> **Instructions for the task**
From the records below, please repeat exactly the line that has "Return the pixel-accurate", the line that has "positive clicks: (558, 108)", and every line between them, and nothing else.

> **Material for this exercise**
────

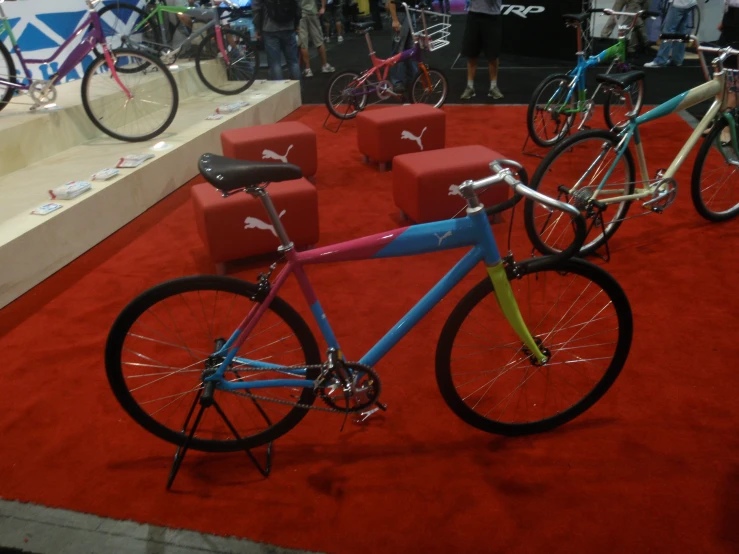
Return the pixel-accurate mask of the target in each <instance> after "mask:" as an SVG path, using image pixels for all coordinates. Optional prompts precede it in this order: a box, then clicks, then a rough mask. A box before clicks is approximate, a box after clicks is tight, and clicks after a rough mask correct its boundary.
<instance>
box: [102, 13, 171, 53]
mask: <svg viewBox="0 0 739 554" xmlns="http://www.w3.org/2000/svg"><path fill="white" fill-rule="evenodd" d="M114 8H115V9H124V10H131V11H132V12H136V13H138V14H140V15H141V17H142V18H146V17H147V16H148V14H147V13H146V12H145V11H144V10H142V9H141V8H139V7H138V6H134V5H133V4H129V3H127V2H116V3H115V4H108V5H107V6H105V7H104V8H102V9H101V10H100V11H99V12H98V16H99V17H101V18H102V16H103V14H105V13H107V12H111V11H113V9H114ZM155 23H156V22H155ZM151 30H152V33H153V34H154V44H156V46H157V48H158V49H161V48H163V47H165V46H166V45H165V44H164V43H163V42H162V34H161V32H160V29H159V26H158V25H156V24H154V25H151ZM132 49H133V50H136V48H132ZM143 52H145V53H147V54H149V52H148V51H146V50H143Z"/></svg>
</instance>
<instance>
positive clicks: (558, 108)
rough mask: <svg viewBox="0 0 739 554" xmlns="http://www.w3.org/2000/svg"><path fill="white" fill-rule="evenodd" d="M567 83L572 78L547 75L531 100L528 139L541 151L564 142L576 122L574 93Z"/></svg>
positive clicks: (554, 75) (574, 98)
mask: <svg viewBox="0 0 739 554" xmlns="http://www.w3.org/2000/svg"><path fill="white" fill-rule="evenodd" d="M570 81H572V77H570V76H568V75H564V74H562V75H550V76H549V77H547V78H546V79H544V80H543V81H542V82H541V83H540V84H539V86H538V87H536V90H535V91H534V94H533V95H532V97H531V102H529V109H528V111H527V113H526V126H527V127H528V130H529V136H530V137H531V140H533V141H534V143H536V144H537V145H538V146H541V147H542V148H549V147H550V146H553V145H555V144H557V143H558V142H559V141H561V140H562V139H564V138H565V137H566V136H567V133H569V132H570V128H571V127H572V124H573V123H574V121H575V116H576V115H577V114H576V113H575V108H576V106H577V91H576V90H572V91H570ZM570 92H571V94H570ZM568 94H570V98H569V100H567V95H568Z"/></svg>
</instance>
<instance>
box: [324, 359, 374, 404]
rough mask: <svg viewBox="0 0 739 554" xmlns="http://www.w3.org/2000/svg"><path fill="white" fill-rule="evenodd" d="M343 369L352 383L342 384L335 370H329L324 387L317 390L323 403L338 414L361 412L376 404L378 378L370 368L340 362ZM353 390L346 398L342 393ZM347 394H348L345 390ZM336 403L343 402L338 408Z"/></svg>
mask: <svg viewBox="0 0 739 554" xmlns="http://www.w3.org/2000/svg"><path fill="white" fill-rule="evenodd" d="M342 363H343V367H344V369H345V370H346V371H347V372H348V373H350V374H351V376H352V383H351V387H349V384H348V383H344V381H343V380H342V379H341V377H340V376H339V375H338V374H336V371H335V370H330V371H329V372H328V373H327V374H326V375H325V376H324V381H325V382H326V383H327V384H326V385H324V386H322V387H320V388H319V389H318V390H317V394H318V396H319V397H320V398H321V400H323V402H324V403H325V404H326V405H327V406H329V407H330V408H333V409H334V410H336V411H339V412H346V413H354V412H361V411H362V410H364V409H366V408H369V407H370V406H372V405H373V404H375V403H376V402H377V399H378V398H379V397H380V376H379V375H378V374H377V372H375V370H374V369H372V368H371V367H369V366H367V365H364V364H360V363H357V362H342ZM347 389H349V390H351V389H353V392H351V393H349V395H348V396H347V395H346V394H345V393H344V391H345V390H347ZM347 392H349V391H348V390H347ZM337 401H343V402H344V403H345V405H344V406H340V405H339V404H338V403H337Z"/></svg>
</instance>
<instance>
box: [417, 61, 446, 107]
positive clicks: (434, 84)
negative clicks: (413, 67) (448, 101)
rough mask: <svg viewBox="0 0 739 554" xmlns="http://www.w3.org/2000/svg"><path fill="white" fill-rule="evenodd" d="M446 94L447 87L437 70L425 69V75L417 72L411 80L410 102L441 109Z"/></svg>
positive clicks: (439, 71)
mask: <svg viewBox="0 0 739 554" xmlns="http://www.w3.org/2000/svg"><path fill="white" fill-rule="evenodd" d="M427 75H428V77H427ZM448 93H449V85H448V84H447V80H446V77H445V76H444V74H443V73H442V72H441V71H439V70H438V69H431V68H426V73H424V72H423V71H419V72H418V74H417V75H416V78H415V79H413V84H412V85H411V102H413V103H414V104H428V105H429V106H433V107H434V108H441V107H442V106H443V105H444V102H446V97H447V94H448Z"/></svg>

────

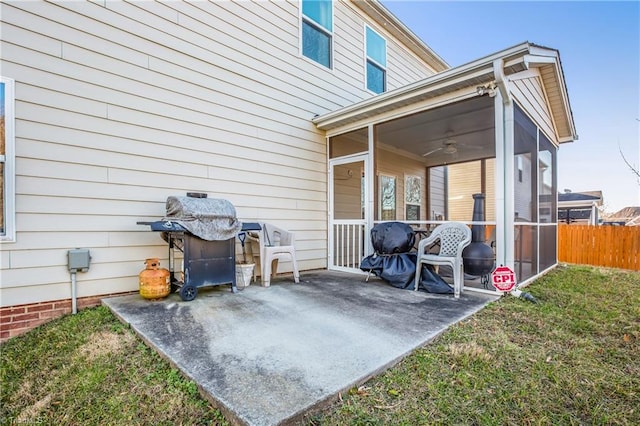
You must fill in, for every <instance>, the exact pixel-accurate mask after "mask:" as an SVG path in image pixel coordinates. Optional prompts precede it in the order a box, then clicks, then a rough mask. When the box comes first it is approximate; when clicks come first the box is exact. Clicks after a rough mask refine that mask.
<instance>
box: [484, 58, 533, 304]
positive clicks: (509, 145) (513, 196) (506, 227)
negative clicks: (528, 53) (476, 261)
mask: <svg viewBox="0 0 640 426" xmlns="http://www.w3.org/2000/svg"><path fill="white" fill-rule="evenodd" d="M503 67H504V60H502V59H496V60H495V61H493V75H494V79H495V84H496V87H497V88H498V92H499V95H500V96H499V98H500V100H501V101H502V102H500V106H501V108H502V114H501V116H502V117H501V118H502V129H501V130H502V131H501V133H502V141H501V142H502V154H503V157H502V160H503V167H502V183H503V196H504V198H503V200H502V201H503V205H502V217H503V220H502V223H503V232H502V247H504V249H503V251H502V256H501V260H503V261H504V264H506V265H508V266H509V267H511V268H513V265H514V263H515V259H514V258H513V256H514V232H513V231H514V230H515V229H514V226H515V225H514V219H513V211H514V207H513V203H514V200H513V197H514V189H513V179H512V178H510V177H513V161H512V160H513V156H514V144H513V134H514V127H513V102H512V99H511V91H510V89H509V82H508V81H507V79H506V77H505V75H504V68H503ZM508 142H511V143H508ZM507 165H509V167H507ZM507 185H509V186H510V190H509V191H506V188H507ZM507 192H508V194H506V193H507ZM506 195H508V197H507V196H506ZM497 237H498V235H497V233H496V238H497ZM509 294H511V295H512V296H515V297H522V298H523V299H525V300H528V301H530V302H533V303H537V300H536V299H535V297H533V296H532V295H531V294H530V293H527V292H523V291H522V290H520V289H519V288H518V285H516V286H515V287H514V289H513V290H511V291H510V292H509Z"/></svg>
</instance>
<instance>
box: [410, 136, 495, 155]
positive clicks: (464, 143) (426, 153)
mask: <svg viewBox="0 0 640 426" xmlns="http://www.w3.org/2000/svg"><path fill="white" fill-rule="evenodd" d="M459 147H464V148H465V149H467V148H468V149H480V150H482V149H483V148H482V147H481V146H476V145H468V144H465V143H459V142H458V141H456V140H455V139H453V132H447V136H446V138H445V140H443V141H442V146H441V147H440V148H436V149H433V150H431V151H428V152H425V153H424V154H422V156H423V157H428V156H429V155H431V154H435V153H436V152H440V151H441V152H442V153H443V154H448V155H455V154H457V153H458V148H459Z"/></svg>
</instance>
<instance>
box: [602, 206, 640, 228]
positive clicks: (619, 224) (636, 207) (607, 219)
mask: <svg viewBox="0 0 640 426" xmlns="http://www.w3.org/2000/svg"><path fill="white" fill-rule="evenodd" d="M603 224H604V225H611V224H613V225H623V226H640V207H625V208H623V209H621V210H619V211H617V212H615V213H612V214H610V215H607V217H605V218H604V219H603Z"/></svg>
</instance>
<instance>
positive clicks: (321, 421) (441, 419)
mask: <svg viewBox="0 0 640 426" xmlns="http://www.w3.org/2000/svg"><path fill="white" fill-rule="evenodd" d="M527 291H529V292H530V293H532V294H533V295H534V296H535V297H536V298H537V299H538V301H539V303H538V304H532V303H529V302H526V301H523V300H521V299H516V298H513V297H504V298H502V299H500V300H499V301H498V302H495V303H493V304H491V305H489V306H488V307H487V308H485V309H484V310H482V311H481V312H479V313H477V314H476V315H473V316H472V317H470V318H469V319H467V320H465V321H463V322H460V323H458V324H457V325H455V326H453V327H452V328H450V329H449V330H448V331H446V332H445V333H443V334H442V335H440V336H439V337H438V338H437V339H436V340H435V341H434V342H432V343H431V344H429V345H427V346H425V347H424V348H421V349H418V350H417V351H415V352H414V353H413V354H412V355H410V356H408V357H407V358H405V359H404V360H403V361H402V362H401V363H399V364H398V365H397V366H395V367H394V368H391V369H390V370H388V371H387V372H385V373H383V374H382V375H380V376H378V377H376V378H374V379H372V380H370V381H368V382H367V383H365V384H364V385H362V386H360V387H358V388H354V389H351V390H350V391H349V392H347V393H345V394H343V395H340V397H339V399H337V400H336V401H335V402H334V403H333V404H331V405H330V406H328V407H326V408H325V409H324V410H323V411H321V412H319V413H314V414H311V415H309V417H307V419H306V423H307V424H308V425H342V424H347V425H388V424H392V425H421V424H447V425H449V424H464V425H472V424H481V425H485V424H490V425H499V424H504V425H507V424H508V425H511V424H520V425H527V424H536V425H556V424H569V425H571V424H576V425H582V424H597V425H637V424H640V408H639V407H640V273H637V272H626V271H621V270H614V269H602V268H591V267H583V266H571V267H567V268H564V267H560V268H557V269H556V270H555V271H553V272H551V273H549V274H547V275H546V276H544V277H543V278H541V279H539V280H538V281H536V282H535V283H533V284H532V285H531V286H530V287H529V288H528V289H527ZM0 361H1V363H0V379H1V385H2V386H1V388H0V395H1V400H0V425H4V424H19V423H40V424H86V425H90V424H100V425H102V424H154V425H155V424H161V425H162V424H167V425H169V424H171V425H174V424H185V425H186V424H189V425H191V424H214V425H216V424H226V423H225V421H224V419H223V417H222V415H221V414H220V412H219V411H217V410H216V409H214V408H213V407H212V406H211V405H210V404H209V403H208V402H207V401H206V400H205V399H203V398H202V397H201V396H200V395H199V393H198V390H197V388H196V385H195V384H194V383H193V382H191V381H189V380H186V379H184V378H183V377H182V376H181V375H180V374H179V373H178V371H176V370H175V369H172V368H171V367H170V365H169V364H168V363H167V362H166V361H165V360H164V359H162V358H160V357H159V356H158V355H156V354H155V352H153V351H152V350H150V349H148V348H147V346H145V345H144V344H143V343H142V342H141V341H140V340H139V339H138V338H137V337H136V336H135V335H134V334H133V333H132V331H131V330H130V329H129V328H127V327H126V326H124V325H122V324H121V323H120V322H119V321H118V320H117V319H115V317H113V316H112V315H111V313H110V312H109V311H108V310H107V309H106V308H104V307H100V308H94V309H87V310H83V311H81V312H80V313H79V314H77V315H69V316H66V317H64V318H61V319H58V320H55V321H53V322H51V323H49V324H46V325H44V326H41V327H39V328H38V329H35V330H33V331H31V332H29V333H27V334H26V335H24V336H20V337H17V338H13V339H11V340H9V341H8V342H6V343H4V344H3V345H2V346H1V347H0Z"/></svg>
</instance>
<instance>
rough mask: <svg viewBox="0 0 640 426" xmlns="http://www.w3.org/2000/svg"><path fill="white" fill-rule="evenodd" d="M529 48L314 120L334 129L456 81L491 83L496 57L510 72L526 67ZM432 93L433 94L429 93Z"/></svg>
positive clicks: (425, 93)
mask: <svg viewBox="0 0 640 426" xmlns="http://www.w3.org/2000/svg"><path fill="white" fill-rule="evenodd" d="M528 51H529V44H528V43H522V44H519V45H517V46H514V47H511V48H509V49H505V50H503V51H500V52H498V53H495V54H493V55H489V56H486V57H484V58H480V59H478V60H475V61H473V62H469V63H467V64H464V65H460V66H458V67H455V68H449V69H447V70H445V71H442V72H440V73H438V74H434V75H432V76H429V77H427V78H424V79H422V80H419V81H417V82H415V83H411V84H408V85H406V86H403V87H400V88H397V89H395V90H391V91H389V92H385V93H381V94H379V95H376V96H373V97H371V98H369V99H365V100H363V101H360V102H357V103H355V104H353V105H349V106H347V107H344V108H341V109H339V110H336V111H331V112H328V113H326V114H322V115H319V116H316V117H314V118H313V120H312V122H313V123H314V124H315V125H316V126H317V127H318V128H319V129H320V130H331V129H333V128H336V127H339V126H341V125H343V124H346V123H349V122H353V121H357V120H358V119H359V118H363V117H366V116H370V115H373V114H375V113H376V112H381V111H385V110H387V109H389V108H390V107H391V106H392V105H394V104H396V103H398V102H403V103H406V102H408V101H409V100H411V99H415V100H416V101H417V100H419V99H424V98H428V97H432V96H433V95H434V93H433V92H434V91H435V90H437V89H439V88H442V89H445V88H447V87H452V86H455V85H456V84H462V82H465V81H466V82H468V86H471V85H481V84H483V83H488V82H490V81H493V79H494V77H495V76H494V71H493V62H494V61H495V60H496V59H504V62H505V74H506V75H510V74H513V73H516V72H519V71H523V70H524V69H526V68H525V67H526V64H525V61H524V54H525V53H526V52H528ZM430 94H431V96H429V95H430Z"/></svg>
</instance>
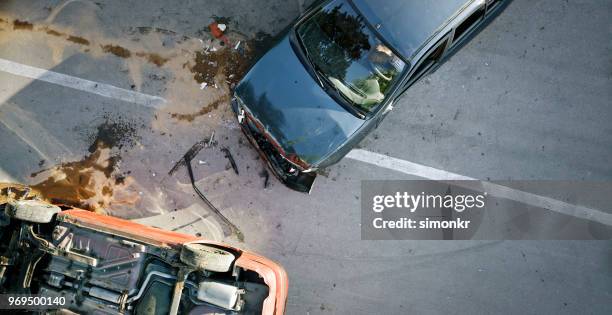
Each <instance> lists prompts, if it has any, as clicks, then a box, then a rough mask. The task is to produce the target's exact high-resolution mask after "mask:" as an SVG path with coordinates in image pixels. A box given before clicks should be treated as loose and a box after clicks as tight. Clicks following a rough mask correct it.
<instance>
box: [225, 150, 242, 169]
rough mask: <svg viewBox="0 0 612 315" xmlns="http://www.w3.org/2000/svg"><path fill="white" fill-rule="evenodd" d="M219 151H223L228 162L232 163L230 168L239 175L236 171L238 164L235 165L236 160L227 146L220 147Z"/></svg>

────

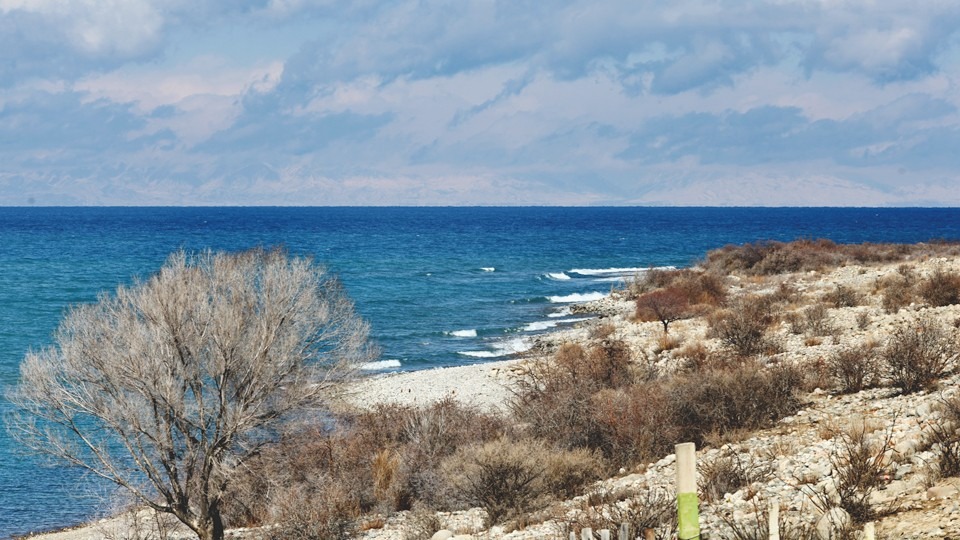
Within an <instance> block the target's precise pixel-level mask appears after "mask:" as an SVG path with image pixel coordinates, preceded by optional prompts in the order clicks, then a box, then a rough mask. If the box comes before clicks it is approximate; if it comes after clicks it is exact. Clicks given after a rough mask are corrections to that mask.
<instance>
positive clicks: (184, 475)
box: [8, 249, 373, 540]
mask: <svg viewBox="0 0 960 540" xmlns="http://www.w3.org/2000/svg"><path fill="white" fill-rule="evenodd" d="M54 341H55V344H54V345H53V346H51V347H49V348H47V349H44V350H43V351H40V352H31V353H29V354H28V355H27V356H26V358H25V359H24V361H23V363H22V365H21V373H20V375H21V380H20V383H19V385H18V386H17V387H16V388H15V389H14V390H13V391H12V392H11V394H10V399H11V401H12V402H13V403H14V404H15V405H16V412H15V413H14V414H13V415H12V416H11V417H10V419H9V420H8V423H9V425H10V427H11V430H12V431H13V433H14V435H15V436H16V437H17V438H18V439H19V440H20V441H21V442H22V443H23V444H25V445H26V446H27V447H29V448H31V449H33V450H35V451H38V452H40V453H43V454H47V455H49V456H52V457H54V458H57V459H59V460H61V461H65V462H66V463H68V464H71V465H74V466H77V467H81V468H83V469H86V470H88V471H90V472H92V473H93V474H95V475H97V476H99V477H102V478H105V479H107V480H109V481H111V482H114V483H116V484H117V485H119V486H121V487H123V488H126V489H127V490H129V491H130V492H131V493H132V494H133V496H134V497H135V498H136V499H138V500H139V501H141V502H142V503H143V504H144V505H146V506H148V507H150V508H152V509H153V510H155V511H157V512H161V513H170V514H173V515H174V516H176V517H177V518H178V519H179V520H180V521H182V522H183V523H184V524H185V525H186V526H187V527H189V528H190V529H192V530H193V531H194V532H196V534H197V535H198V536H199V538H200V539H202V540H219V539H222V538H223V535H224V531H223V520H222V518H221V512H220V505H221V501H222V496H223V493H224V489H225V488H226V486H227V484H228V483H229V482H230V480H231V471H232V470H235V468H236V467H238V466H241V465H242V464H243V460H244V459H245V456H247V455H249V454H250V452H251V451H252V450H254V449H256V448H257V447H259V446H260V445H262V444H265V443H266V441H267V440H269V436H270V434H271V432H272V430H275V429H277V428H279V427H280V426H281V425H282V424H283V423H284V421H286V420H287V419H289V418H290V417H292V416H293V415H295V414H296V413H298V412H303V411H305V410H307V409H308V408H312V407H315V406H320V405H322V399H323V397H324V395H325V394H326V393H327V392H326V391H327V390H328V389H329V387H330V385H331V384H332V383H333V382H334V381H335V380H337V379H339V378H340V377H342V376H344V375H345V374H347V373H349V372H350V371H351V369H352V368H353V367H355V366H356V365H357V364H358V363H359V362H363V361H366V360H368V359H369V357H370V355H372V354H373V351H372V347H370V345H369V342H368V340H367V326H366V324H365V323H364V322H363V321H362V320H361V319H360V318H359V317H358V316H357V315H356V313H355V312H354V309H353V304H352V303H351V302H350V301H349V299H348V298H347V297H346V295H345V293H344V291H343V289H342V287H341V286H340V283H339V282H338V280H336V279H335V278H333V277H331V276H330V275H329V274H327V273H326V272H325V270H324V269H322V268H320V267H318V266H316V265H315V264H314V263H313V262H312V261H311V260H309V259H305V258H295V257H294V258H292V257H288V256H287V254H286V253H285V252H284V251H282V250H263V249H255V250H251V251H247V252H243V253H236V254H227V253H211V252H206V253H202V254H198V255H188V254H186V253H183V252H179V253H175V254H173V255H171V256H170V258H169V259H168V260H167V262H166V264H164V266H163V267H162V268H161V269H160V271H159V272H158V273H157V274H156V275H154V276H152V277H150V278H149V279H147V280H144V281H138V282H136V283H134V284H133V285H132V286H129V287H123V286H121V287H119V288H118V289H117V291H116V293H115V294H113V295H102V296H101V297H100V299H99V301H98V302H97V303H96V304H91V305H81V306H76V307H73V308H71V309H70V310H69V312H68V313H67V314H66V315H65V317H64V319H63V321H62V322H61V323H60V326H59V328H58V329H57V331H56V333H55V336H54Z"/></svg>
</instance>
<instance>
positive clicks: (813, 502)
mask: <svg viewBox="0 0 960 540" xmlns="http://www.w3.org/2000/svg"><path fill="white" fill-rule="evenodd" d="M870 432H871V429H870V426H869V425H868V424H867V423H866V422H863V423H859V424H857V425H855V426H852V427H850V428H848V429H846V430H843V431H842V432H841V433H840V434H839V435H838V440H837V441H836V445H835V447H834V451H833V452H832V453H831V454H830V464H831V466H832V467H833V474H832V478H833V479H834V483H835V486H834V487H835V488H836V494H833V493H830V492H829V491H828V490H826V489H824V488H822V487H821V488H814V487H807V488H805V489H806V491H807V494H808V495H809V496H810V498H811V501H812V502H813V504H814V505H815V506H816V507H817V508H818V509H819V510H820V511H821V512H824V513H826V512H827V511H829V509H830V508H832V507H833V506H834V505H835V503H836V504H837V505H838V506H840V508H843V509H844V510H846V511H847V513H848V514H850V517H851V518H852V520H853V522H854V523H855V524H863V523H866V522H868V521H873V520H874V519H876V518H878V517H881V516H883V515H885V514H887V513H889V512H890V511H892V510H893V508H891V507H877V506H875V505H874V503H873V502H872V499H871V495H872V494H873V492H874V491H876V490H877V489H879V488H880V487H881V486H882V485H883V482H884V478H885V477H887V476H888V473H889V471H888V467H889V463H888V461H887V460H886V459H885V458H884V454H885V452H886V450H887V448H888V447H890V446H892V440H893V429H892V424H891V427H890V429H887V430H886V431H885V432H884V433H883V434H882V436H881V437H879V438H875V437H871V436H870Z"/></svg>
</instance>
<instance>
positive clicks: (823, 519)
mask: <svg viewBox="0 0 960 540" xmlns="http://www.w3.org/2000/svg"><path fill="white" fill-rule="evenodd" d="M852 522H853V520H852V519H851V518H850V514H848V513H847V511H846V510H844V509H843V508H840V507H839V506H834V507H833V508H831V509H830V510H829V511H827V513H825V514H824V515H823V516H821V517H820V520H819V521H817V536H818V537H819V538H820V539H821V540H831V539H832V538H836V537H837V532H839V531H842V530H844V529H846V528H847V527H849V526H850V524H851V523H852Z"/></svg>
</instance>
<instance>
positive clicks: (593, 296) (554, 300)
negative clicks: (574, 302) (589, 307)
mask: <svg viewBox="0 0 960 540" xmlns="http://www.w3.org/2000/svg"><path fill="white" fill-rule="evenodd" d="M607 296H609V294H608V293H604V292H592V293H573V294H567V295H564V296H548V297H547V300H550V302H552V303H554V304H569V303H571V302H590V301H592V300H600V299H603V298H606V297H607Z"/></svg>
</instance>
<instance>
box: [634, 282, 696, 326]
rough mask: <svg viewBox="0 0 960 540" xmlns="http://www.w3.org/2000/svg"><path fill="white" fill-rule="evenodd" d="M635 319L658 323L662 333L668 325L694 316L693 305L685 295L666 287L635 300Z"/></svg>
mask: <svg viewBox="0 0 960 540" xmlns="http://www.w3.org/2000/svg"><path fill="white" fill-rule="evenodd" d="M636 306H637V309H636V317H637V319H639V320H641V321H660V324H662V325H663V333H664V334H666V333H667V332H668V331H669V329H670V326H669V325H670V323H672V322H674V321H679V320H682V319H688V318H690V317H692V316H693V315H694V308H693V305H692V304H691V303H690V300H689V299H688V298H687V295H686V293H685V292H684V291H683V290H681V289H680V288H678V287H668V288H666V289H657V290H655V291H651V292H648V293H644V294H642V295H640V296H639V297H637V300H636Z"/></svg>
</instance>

────

> **Exercise answer**
Return the pixel-accurate mask of the target in each <instance> after "mask:" as an SVG path, using image pixels for all coordinates. Optional prompts precede it in this order: a box, then clicks, then a rough mask. A box before clicks is approximate, a box after clicks is tight, and clicks after a rough mask correct its boundary.
<instance>
box: [102, 13, 171, 53]
mask: <svg viewBox="0 0 739 554" xmlns="http://www.w3.org/2000/svg"><path fill="white" fill-rule="evenodd" d="M114 8H115V9H124V10H131V11H132V12H136V13H138V14H140V15H141V17H142V18H146V17H147V16H148V14H147V13H146V12H145V11H144V10H142V9H141V8H139V7H138V6H134V5H133V4H129V3H127V2H116V3H115V4H108V5H107V6H105V7H104V8H102V9H101V10H100V11H99V12H98V16H99V17H101V18H102V16H103V14H105V13H107V12H111V11H113V9H114ZM155 23H156V22H155ZM151 30H152V33H153V34H154V44H156V46H157V48H158V49H161V48H163V47H165V46H166V45H165V44H164V43H163V42H162V34H161V32H160V29H159V26H158V25H156V24H154V25H151ZM132 49H133V50H136V48H132ZM143 52H145V53H147V54H149V52H148V51H146V50H143Z"/></svg>
</instance>
<instance>
positive clicks: (558, 108)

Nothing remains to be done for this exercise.